▶ _Exercise objective_
Would you give again, exactly, the lines running from the line with "Would you be able to point at the minaret" to the end of the data below, both included?

▶ _Supplied information_

== Segment start ==

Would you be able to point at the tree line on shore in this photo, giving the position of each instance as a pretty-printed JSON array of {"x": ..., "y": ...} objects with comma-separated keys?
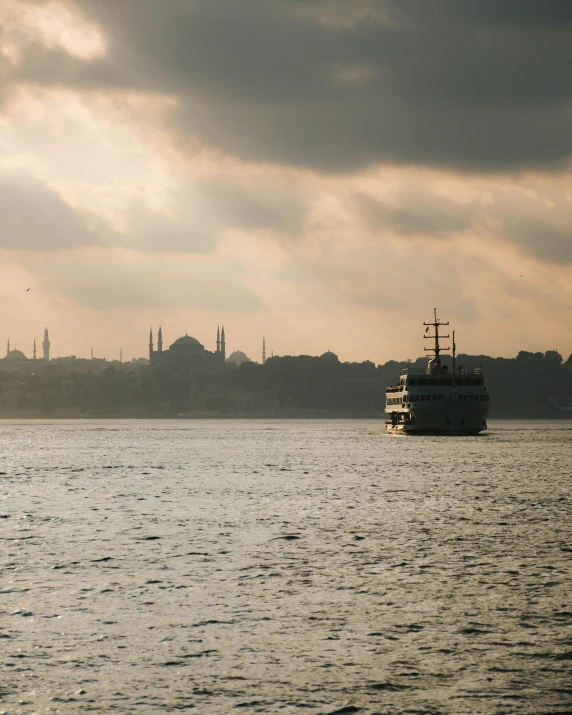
[{"x": 532, "y": 385}]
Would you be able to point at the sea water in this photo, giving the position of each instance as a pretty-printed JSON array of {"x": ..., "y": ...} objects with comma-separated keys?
[{"x": 284, "y": 567}]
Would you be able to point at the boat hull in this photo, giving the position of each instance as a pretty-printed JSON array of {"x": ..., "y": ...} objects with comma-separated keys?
[{"x": 448, "y": 418}]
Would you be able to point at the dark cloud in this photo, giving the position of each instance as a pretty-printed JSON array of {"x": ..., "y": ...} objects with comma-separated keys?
[
  {"x": 256, "y": 206},
  {"x": 418, "y": 213},
  {"x": 479, "y": 85},
  {"x": 33, "y": 217},
  {"x": 539, "y": 224}
]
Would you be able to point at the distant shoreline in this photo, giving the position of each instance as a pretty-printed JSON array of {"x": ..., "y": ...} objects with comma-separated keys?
[{"x": 311, "y": 415}]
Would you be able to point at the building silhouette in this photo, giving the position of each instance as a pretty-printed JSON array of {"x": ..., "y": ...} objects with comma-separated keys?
[
  {"x": 46, "y": 345},
  {"x": 187, "y": 352}
]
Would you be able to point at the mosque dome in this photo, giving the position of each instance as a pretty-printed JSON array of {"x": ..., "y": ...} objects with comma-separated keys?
[
  {"x": 330, "y": 356},
  {"x": 238, "y": 357},
  {"x": 16, "y": 355},
  {"x": 186, "y": 343}
]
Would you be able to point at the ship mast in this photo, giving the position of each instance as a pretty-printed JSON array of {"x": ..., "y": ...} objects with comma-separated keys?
[{"x": 436, "y": 349}]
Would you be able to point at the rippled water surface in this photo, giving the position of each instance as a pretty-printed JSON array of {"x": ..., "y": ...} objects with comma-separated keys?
[{"x": 284, "y": 567}]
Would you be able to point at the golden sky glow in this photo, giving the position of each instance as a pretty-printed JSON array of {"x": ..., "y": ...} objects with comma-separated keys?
[{"x": 133, "y": 195}]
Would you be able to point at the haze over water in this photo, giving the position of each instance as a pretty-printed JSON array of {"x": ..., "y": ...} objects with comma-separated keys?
[{"x": 284, "y": 567}]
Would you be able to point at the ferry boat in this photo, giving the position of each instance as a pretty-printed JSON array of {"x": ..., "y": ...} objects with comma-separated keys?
[{"x": 437, "y": 399}]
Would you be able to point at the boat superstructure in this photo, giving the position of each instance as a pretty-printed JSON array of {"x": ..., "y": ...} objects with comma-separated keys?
[{"x": 438, "y": 399}]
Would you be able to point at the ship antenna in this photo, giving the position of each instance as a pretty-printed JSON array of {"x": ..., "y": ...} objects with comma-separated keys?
[
  {"x": 437, "y": 349},
  {"x": 454, "y": 365}
]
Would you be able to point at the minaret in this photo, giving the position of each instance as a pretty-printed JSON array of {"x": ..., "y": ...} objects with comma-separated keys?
[{"x": 46, "y": 345}]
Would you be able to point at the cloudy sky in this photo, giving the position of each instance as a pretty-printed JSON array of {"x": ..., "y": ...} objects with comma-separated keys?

== Segment end ==

▶ _Expected output_
Would you be able to point at the minaret in this photo, giving the position of each instance as a pretty-printed JSON array of {"x": ..., "y": ...} objects with comma-separated keys?
[{"x": 46, "y": 345}]
Would you be able to point at the cloudy sky in this photo, giving the position of each instance as a pretty-printed JSON array of {"x": ..., "y": ...} objects with comma-separated keys?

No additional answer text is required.